---------- Page extract ----------

Solutions architect

The Solution Architect’s Guide to Serverless

The Solution Architect’s Guide to Serverless

For years I’ve been proud to say I build 100% serverless cloud applications. I wore it as a badge of honor that the software I designed could elastically scale at every tier and cost virtually nothing to run at small to medium scale.

I used to introduce myself to people in tech as a serverless architect and make a best effort to build apps with Lambda, Step Functions, or direct integrations through API Gateway as the only form of compute.

But I was wrong in my thinking. That’s not necessarily the ideal way to build software. The best way to build software is the one that solves the business problem with the lowest total cost of ownership.

Yes, serverless services are great, but let’s be honest - not every business has the budget to upskill its entire engineering staff. Nor do they have the appetite to refactor everything to be completely serverless, and that’s ok. I’m going to assume you’re here because you’re interested in incorporating some serverless components into your existing stateful applications.

Setting the Record Straight

First, we need to address some information floating around the internet about serverless services. I’ve had many conversations with people that are dismissive around the topic because they are misinformed, operate under false pretenses, or fundamentally don’t get the point of serverless. You may or may not have heard a few of these.

They are only for serverless apps

Probably the biggest myth out there is that serverless services are designed exclusively for serverless applications. This is not true! You can use serverless services in any software, be it a Kubernetes-based app, an on-prem solution, or a serverless API. These services provide serverless capabilities, like pay-for-what-you-use, elastic scaling (including down to 0 when not in use), and simple “it just works” control/data plane operations.

----------

:: Work instructions ::
[1] Duplicate everything in the serverless guide from "Solutions architect" down to "cost of ownership.".
[2] Go on with the serverless guide, starting right after its last sentence.

---------- Stored rows ----------

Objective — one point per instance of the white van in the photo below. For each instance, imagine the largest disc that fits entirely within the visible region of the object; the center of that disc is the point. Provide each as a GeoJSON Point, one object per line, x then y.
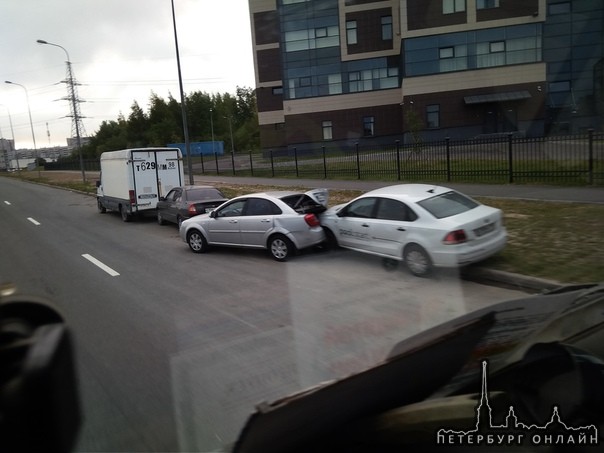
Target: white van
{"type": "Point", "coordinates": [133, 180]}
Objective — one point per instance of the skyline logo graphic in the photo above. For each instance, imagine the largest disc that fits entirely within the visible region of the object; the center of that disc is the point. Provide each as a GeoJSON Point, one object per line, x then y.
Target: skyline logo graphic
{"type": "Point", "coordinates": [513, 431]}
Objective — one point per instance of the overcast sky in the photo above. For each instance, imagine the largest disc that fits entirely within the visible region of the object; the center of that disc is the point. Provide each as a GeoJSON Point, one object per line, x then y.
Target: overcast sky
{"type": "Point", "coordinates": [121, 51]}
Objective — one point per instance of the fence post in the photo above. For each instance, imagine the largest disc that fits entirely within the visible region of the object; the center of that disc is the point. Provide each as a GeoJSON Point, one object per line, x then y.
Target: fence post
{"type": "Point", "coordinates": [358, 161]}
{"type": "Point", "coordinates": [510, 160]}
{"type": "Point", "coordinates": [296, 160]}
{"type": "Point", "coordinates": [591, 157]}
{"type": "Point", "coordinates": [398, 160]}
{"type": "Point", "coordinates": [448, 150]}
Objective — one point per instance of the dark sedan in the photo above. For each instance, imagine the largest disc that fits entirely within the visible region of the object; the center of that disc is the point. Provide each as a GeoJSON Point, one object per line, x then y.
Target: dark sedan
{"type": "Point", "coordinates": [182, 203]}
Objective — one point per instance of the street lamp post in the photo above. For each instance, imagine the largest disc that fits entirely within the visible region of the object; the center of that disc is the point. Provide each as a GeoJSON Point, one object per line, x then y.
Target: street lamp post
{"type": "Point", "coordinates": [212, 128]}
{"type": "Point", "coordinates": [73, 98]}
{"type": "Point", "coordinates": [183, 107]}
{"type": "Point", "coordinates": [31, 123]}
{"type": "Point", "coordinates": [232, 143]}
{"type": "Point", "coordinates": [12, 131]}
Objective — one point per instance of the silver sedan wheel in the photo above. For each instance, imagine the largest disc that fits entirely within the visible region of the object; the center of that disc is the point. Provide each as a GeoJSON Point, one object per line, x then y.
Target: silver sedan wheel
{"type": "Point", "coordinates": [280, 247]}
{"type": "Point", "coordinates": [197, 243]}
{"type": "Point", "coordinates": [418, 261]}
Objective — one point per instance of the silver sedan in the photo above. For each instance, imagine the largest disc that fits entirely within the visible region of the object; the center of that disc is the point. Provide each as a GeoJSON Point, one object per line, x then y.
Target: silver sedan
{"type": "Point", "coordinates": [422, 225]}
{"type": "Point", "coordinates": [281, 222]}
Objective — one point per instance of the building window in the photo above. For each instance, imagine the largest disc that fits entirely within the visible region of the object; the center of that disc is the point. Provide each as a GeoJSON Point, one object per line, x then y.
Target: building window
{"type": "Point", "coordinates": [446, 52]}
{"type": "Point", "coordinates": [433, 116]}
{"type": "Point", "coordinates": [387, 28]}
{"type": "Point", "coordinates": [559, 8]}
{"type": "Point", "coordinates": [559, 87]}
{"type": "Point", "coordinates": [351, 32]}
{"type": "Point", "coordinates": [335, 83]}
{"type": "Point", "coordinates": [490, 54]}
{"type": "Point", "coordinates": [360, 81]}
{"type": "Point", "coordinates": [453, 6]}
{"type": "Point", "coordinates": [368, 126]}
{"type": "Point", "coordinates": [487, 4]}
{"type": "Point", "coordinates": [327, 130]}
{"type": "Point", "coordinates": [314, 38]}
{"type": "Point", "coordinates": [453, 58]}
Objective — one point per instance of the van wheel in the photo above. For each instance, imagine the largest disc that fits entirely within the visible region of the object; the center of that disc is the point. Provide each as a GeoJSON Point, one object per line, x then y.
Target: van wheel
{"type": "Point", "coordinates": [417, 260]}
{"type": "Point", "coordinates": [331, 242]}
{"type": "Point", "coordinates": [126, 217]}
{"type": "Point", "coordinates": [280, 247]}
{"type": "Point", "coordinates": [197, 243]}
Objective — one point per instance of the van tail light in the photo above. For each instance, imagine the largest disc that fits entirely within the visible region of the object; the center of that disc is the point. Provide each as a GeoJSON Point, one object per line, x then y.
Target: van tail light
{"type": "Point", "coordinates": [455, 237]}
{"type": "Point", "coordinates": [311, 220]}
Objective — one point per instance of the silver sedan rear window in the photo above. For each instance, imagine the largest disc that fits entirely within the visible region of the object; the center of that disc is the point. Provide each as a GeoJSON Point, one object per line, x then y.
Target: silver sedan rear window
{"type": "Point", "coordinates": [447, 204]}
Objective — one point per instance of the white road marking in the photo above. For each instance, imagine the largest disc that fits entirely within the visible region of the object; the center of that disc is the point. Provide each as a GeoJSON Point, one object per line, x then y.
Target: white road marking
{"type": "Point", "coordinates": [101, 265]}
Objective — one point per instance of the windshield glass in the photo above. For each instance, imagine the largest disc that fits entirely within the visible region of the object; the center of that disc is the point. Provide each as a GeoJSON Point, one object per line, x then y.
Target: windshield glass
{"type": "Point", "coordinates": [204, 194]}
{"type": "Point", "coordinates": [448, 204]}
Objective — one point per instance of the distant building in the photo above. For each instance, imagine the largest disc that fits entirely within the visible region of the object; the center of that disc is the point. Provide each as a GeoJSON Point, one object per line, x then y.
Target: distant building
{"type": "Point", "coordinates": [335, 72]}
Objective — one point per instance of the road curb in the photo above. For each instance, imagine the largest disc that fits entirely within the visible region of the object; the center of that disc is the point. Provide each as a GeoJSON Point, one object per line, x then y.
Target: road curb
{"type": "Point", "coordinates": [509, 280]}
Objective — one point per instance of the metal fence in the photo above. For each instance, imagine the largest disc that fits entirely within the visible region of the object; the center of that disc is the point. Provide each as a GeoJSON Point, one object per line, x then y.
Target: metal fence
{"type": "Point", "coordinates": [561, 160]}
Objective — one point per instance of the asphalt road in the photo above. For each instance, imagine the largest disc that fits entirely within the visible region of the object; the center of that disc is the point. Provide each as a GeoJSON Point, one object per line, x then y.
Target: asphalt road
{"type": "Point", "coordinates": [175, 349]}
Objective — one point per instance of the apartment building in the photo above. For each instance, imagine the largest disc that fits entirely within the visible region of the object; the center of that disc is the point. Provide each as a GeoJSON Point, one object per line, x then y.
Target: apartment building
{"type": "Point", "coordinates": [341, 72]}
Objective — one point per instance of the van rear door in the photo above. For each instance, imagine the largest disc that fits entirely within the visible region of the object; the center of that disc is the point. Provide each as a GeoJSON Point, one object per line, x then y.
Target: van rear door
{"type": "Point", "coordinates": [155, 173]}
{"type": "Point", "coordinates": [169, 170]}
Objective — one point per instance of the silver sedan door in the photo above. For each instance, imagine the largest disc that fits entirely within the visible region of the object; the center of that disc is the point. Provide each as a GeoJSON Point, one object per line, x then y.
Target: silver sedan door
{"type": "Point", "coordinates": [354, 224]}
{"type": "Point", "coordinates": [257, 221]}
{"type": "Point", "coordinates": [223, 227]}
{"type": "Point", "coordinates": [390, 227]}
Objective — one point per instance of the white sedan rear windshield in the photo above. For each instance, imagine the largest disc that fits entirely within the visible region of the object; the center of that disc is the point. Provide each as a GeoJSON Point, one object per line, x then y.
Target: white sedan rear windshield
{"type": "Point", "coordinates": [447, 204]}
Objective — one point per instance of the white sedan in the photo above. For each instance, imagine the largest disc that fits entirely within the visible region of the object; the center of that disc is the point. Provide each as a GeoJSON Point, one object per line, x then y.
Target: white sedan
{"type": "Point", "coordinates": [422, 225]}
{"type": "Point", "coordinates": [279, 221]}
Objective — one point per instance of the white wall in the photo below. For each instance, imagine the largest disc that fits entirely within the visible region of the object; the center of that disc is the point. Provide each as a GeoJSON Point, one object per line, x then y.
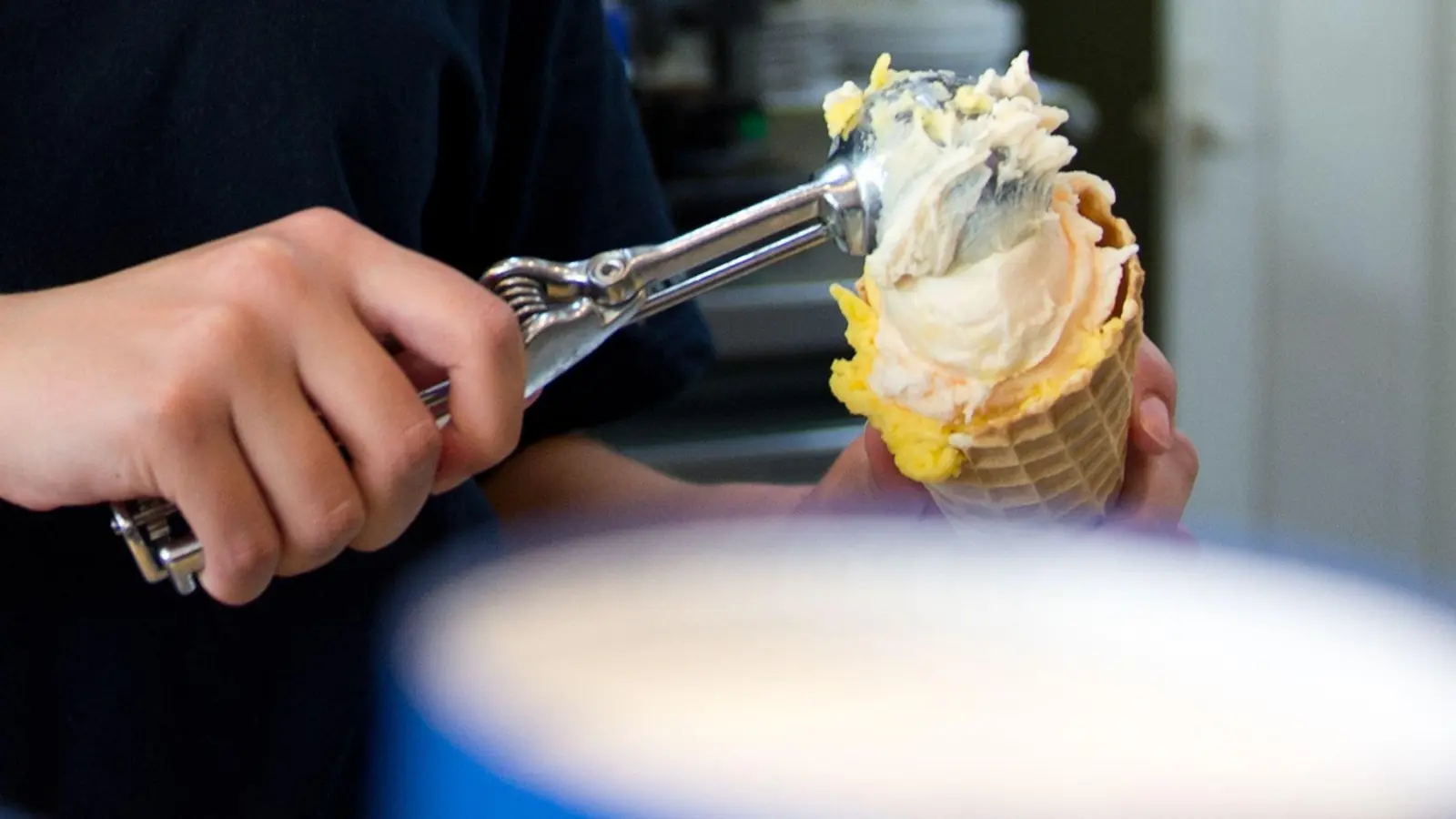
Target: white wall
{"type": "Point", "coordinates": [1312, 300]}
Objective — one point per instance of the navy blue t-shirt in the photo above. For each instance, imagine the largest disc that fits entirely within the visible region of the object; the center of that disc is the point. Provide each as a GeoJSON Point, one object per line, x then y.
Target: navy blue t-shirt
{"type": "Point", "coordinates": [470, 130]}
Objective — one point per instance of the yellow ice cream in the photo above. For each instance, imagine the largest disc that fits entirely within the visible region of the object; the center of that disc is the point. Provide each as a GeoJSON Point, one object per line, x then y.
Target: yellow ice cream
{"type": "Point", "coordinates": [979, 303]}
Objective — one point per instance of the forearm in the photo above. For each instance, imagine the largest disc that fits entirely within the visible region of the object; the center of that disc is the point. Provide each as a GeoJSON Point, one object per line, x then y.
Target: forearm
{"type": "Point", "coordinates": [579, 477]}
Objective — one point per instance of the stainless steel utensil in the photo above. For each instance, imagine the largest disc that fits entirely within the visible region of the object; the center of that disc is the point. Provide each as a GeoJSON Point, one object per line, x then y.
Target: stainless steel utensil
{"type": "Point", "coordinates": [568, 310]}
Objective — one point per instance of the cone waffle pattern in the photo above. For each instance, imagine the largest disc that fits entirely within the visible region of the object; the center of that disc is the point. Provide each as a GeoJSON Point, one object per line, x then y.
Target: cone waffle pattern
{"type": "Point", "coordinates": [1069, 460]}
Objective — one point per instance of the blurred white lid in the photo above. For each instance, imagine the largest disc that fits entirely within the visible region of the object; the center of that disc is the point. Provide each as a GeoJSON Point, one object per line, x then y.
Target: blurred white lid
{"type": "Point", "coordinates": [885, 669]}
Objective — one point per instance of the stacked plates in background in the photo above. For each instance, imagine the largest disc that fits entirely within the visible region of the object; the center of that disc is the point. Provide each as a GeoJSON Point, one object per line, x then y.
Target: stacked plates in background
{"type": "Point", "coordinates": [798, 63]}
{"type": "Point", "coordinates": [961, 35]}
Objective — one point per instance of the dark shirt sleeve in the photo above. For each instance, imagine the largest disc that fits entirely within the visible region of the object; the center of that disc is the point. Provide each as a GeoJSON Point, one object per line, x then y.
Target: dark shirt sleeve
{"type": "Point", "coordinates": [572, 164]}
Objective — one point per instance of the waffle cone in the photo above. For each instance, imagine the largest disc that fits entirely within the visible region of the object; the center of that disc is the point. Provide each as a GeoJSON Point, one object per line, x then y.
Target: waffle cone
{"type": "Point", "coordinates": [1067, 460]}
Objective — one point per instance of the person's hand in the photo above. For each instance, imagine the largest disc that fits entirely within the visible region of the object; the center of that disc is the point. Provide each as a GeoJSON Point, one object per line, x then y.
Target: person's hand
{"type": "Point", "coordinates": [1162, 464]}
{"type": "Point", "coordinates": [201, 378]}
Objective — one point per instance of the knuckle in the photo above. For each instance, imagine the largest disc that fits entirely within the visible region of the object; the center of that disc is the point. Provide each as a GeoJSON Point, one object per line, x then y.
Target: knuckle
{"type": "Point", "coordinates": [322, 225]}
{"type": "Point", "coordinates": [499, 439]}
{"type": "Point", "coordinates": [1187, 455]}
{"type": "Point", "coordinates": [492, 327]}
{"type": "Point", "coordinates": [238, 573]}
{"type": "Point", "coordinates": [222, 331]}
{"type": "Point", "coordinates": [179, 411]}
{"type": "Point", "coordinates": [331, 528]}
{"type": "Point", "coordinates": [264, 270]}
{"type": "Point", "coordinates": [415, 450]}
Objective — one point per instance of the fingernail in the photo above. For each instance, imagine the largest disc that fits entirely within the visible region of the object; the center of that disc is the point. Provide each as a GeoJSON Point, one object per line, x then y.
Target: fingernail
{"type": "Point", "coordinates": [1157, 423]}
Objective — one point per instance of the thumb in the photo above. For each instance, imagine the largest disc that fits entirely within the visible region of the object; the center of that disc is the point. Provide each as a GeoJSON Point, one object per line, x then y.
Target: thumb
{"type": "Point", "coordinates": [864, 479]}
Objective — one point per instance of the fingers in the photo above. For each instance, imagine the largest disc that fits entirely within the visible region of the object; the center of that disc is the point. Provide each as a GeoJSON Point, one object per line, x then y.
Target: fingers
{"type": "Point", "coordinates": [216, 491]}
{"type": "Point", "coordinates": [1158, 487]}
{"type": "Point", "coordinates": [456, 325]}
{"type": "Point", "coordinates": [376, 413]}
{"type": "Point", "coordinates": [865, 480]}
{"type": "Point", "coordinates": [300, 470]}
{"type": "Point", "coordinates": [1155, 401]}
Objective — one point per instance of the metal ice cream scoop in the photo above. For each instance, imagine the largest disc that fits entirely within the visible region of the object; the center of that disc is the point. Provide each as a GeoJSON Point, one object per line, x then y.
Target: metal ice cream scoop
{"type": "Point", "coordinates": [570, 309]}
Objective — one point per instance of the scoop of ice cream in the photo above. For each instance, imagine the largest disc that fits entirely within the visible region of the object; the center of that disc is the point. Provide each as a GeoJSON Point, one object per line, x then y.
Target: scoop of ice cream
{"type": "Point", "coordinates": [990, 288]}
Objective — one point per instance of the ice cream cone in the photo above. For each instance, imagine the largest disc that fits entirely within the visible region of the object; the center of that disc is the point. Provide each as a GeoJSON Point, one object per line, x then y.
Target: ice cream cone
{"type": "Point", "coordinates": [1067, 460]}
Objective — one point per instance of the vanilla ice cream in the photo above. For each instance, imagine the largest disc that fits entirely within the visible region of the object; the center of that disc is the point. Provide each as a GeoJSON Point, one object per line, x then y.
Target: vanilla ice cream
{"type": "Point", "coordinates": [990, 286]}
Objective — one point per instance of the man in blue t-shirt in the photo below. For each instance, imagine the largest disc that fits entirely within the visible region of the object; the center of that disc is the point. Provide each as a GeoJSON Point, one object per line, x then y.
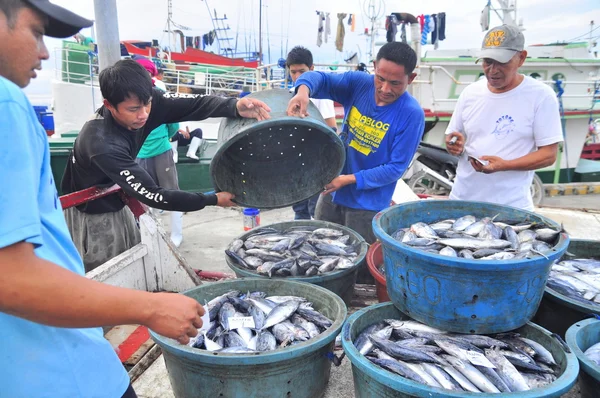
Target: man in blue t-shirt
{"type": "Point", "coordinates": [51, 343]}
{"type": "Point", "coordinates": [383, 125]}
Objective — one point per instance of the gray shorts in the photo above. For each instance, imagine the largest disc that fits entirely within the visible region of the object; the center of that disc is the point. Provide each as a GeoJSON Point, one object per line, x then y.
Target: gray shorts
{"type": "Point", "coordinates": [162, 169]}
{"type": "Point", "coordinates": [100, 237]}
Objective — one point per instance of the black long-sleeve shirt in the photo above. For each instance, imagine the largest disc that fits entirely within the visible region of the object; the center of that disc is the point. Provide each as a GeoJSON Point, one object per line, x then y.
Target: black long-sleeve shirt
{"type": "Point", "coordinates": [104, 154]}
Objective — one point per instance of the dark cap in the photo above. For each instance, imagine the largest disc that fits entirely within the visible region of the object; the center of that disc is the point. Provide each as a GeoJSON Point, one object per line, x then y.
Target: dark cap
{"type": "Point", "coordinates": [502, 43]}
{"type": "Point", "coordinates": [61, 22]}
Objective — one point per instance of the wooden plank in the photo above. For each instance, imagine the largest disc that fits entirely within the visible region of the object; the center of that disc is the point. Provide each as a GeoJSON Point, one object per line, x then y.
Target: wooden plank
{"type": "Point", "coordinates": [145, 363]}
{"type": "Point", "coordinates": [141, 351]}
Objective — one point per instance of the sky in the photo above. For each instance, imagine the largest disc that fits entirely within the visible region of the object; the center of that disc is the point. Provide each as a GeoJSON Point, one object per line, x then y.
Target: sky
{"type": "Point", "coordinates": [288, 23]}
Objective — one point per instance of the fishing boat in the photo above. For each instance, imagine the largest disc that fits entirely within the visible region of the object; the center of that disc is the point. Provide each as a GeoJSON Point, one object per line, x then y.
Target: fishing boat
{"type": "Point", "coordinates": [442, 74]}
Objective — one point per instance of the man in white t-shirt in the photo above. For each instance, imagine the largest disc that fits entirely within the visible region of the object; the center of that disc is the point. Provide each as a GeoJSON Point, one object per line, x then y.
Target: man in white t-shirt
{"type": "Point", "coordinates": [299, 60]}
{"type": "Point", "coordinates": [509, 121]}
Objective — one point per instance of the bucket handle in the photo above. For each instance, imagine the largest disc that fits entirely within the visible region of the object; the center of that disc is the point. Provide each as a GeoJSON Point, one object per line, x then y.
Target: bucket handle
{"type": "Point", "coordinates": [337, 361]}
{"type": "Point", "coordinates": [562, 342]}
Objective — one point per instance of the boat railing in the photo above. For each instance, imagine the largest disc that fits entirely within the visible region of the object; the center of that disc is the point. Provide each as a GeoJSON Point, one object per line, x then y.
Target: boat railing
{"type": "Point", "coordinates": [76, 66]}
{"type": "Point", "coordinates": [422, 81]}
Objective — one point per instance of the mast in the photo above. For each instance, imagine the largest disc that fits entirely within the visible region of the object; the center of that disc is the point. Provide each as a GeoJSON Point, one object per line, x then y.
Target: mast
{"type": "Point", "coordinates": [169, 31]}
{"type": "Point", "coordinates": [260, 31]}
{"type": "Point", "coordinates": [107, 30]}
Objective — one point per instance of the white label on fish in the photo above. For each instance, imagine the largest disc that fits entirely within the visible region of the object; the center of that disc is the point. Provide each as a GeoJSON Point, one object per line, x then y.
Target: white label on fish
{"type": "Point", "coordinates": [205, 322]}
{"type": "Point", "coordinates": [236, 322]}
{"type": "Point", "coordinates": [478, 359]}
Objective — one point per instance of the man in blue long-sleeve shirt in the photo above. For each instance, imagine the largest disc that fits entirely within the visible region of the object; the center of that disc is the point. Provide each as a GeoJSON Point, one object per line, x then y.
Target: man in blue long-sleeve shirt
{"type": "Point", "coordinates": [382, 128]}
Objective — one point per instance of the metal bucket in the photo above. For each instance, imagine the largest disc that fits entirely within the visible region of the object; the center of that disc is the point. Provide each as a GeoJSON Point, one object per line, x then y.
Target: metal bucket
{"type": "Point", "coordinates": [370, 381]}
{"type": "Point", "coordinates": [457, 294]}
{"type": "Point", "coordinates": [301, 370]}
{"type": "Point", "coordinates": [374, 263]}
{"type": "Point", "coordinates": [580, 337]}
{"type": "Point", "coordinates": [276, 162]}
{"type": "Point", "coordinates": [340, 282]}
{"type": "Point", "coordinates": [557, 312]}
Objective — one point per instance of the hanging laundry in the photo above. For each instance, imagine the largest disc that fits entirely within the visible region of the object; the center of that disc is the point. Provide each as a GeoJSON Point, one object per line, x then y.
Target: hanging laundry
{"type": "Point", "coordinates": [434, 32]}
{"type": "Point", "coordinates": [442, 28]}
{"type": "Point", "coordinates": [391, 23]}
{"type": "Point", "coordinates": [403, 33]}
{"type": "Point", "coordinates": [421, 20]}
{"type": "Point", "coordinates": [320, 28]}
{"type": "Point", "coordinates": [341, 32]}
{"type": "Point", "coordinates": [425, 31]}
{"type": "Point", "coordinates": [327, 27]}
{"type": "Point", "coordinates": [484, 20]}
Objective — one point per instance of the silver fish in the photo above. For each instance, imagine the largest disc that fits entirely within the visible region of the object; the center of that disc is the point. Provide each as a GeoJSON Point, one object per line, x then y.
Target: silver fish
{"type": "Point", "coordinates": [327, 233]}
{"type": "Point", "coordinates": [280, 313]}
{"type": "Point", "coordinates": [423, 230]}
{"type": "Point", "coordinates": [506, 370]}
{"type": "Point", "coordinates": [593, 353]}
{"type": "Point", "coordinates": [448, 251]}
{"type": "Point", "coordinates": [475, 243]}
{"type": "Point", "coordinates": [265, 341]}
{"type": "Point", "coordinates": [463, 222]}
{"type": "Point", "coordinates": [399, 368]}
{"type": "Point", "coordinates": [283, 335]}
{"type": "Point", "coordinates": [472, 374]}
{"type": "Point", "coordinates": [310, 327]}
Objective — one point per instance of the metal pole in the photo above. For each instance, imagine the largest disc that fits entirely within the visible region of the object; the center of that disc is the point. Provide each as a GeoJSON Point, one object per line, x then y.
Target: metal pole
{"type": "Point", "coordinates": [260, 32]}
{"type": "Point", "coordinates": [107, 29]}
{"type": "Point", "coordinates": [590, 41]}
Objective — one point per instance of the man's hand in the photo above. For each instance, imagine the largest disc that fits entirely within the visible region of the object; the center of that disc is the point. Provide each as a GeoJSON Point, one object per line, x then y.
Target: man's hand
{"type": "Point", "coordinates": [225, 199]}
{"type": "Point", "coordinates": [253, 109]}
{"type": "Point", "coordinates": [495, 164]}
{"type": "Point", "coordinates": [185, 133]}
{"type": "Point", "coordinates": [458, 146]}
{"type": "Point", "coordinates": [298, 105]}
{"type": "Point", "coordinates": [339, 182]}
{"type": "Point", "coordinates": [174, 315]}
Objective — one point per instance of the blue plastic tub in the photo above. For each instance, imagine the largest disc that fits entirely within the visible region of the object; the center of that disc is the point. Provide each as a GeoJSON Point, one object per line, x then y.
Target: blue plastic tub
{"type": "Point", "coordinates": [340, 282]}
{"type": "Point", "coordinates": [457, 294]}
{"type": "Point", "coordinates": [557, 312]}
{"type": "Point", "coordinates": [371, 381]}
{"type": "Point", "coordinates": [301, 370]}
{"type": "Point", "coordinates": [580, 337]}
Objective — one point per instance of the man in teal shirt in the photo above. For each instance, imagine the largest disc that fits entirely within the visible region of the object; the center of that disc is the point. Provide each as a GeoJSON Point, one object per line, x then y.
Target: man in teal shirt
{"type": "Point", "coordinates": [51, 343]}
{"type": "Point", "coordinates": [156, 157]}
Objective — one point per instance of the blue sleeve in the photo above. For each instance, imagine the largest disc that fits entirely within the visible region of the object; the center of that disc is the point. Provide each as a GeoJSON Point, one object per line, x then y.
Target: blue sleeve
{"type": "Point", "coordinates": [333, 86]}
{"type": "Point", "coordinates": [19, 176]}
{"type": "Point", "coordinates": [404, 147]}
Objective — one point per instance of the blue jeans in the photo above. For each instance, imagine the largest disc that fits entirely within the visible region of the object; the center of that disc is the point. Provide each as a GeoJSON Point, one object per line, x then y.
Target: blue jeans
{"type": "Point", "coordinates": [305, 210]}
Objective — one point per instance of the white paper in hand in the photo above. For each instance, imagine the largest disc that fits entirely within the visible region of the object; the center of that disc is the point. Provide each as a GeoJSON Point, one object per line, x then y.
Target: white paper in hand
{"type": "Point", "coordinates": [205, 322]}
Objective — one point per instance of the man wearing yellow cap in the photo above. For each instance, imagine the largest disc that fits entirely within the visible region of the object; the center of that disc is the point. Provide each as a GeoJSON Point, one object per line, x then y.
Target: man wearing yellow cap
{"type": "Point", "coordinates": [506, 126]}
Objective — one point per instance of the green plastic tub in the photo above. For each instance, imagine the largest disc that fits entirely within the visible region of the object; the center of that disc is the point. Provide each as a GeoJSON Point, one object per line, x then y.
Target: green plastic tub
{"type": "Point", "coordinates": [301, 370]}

----------

:: Task results ::
[1]
Solutions architect

The Solution Architect’s Guide to Serverless

The Solution Architect’s Guide to Serverless

For years I’ve been proud to say I build 100% serverless cloud applications. I wore it as a badge of honor that the software I designed could elastically scale at every tier and cost virtually nothing to run at small to medium scale.

I used to introduce myself to people in tech as a serverless architect and make a best effort to build apps with Lambda, Step Functions, or direct integrations through API Gateway as the only form of compute.

But I was wrong in my thinking. That’s not necessarily the ideal way to build software. The best way to build software is the one that solves the business problem with the lowest total cost of ownership.

[2]
You can use services like Amazon DynamoDB or MongoDB Atlas as your primary data store in a container-based application. These serverless database services are intended to simplify development and long-term maintenance by providing simple APIs to do powerful operations. They abstract away hardware maintenance and management from you so your engineering teams can focus on something more important - solving the business problem.

They are prohibitively expensive “at scale”

I used to get this from senior leaders at big enterprises. First of all, not many people can articulate what “at scale” actually means. Does it mean the number of paying customers? Does it refer to the amount of traffic coming into your app? Is it the number of daily active users? Even if we all agreed on what “at scale” referred to, perspective plays a large part in the equation as well. For a startup, “at scale” might refer to 100 transactions per hour. For large, multi-tenanted enterprises, it might mean 10,000 transactions per second.

I did some math last year while researching this topic. I compared the cost of a small serverless app with its equivalent container version. It’s a bit of an apples-and-oranges comparison but in my example, the costs didn’t become more expensive to run on Lambda until you reached around 66 transactions per second. Note that this varies significantly on implementation and as your traffic increases, so do the requirements on the virtual machines running your software.

Cold starts are non-starters

There was a point in time where every talk I gave on serverless had at least one heckler say “what about cold starts?” It’s a term people latched onto and blew out of proportion. Cold starts are a byproduct of serverless compute. When an invocation results in a new execution environment being spun up, the time it takes for the environment to be functional is referred to as a “cold start”.

For some reason, many people assume they take several seconds and that the majority of calls to a serverless API result in cold starts. Unless you have consistently spikey workloads, this is not the case. Consistent traffic will rarely result in a cold start. As for duration, you can see for yourself they range from ~18ms to ~500ms depending on the runtime you use.

Many workloads will tolerate the intermittent latency hit of a cold start. The delay is often minimal and is typically only seen during periods of inconsistent traffic.

You’ve never used serverless before

I have a surprise. You’ve probably used a serverless service and didn’t realize it. Ever use Amazon EC2? Your AMIs are stored in S3, which is a serverless service. Have you sent a using Twilio’s API? They are serverless.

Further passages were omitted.